'''

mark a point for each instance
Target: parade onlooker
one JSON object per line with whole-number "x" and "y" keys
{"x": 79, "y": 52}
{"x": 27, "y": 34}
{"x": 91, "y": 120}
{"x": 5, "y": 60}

'''

### Stated problem
Return every one of the rows above, copying each line unchanged.

### The completed task
mark a point for each instance
Target: parade onlooker
one JSON object per line with whole-number "x" and "y" keys
{"x": 79, "y": 52}
{"x": 27, "y": 34}
{"x": 91, "y": 120}
{"x": 5, "y": 60}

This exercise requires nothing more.